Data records
Start
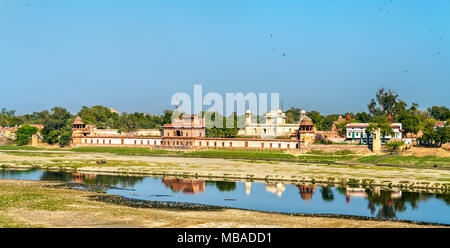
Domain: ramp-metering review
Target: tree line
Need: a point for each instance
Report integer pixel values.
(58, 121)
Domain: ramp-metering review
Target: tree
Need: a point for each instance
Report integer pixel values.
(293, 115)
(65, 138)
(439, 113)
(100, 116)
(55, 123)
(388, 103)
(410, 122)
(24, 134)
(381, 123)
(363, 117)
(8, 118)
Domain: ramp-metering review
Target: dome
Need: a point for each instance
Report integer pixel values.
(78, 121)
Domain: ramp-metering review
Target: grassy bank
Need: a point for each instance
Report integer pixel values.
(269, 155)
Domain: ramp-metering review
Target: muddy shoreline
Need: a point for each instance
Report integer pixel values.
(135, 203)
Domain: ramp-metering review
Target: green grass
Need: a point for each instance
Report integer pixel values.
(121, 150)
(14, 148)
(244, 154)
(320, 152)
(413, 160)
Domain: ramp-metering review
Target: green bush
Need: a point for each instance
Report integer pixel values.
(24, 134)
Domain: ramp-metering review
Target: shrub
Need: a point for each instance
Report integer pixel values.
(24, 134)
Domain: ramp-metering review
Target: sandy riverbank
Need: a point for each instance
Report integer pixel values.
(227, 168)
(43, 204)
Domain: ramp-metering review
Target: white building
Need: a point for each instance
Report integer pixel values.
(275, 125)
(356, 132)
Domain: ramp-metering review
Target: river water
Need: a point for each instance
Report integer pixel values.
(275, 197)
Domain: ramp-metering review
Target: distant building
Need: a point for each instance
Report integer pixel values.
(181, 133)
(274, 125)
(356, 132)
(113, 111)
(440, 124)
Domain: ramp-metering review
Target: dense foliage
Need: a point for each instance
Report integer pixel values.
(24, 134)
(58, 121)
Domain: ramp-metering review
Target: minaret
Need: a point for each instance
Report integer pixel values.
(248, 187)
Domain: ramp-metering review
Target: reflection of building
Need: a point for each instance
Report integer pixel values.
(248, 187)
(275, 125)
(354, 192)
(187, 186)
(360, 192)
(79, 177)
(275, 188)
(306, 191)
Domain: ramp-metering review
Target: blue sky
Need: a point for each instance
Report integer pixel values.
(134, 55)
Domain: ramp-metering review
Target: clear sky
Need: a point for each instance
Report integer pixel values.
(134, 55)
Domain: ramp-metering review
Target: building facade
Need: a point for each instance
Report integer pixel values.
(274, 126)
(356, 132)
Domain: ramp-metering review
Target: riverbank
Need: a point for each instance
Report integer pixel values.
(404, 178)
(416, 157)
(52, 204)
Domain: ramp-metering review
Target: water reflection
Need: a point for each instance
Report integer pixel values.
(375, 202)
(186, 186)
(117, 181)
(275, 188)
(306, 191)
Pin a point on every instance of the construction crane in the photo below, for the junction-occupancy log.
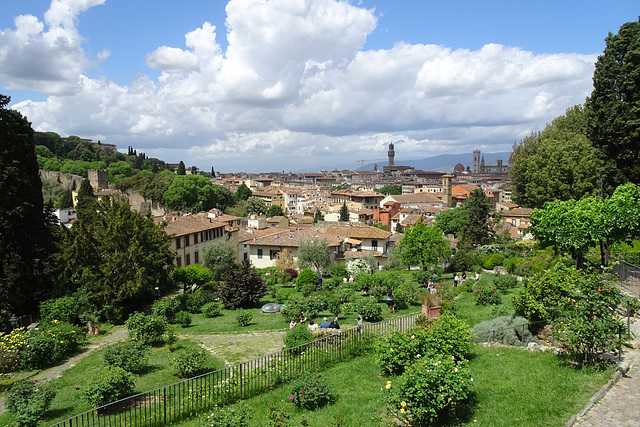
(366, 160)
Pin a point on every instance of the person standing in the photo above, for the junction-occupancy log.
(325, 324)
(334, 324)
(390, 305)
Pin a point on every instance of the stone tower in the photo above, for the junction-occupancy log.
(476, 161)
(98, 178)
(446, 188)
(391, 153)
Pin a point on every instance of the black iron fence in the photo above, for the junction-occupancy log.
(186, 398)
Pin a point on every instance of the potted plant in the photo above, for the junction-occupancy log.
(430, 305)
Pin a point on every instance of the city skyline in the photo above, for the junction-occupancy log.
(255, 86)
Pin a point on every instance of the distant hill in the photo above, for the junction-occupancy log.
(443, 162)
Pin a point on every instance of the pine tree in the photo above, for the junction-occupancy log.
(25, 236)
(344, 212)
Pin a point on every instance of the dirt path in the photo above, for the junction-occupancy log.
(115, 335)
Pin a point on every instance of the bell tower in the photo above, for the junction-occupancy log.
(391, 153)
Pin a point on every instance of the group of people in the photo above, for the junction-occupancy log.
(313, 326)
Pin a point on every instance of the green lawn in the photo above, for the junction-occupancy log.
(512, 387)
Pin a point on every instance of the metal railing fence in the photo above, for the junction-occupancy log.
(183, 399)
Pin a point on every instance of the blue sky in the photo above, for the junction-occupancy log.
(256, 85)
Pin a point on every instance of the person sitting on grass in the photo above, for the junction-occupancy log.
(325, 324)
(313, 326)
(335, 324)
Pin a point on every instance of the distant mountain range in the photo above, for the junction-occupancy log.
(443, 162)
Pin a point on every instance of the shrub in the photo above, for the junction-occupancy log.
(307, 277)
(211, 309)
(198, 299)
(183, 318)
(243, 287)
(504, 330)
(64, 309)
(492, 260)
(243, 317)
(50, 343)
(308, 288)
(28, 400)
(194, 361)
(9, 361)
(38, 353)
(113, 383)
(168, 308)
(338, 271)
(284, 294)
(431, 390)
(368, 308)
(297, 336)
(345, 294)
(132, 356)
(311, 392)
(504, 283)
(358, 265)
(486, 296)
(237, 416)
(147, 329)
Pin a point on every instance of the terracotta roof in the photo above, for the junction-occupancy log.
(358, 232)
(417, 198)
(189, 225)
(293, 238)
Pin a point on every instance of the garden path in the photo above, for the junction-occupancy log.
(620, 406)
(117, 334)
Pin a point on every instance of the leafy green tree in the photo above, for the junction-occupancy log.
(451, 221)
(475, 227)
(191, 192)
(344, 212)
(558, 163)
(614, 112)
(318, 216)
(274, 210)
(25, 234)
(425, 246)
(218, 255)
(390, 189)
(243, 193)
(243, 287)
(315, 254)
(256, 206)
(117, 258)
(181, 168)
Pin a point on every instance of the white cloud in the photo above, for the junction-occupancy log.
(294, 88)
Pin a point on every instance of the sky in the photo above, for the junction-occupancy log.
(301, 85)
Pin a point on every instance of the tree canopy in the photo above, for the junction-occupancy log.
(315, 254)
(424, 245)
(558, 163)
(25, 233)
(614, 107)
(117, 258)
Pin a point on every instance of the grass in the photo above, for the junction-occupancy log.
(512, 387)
End
Start
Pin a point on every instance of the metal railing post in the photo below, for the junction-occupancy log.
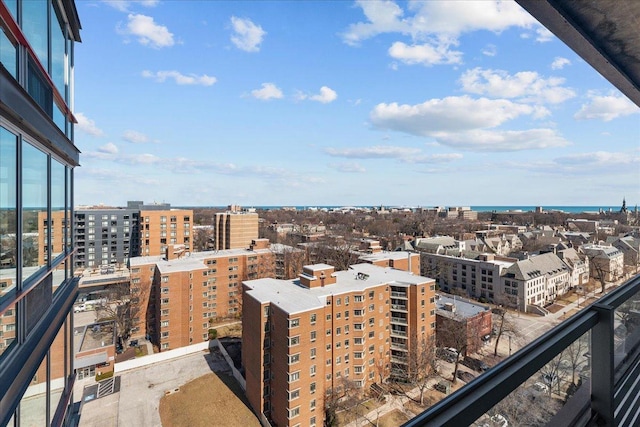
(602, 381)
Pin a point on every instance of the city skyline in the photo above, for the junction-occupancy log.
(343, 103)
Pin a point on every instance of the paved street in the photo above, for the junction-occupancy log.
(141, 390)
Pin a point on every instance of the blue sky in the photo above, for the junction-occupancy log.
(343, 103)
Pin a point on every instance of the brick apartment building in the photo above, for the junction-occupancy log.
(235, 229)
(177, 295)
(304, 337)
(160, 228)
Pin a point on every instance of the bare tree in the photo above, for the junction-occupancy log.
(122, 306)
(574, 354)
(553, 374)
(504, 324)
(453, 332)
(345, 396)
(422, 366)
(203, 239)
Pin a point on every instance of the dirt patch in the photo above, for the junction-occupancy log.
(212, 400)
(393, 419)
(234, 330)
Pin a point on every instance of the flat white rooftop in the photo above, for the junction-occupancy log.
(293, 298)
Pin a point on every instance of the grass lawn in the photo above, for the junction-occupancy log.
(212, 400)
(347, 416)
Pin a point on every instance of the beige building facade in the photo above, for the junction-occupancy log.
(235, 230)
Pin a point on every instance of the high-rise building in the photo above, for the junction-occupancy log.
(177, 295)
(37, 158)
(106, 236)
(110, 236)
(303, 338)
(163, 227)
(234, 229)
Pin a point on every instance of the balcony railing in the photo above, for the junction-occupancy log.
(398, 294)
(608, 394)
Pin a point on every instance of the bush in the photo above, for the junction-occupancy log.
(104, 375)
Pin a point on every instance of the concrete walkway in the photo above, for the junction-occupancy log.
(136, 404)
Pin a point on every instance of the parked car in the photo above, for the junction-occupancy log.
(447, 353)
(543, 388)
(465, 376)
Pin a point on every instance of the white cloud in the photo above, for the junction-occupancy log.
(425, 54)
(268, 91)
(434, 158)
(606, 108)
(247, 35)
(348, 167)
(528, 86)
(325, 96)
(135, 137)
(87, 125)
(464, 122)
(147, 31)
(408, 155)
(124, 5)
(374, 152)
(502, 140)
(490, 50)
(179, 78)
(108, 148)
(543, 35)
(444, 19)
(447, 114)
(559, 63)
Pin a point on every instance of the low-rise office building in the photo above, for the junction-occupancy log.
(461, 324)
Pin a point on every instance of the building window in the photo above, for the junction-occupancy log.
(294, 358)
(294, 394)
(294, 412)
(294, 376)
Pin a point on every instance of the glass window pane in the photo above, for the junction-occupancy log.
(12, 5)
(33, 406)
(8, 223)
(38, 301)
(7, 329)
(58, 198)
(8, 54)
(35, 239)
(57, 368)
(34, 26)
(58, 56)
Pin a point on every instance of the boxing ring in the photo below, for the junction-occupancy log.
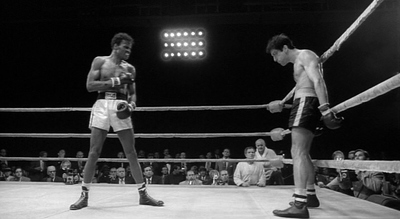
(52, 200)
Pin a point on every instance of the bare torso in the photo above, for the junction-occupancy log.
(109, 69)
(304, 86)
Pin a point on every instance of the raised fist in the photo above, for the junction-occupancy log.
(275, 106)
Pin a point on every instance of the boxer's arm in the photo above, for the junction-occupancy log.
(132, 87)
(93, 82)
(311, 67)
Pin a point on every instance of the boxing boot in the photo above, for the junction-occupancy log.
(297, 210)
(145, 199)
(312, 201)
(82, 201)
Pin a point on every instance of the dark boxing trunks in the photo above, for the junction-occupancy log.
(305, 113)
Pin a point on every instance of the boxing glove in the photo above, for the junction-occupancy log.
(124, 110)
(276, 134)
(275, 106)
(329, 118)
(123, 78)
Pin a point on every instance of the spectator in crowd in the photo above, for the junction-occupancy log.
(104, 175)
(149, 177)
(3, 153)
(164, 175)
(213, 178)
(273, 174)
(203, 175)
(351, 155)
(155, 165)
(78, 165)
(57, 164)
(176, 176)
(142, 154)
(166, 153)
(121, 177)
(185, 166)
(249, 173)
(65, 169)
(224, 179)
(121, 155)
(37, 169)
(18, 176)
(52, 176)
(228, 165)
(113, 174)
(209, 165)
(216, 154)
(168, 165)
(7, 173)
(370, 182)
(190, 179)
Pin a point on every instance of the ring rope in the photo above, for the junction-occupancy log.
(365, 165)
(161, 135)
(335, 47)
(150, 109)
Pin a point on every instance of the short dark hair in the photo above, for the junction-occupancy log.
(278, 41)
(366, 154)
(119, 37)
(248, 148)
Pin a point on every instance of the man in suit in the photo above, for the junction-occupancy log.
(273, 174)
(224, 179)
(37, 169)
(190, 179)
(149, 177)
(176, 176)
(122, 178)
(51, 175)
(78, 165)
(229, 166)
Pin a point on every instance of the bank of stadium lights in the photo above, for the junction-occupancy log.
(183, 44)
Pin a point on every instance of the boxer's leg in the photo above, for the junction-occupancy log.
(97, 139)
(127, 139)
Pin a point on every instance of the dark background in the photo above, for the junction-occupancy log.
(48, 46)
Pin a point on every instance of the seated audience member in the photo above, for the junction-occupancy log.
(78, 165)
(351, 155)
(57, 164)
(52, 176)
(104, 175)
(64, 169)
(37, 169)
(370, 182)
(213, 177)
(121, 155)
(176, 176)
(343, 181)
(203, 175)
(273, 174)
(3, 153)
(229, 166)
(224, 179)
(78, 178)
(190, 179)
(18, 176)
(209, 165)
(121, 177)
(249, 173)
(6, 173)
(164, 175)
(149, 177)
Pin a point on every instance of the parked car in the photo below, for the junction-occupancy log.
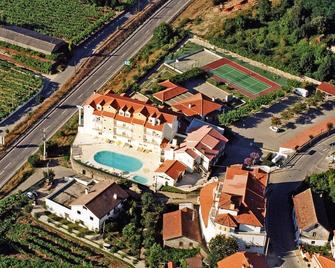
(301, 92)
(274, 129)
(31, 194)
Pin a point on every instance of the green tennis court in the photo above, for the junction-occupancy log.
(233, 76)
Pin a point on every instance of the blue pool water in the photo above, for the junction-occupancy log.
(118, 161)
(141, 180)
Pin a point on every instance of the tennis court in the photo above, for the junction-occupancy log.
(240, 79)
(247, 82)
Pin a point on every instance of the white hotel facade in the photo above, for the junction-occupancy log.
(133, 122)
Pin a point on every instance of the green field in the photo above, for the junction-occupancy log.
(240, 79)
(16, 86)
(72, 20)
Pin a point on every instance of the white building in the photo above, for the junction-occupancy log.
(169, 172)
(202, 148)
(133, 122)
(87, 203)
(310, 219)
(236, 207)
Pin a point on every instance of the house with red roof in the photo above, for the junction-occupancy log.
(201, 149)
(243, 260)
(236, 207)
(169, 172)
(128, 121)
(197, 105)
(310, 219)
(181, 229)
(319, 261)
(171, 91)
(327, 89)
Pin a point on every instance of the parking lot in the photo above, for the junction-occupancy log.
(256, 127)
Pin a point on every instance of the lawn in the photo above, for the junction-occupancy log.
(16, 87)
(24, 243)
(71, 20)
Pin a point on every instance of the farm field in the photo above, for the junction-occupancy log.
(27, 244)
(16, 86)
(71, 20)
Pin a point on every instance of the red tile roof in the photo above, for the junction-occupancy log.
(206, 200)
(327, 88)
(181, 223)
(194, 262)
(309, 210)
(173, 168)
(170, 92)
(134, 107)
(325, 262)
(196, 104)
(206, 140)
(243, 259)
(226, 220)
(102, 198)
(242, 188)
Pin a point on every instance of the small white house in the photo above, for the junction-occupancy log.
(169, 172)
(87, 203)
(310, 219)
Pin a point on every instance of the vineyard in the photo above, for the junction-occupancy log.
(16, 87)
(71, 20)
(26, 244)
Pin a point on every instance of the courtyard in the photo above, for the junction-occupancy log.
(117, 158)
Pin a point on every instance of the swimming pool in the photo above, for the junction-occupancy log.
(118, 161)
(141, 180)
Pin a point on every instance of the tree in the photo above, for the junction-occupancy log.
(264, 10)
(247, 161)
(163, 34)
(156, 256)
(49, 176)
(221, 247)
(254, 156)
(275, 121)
End
## Exercise prompt
Please select every line in the entries above that contains the word "dirt", and copy each one.

## Exercise answer
Pin a point on every instance of the dirt path in the photo above, for the junction-occupancy log.
Pin a point on every instance of the dirt patch in the photo above, for the junction-occupancy log.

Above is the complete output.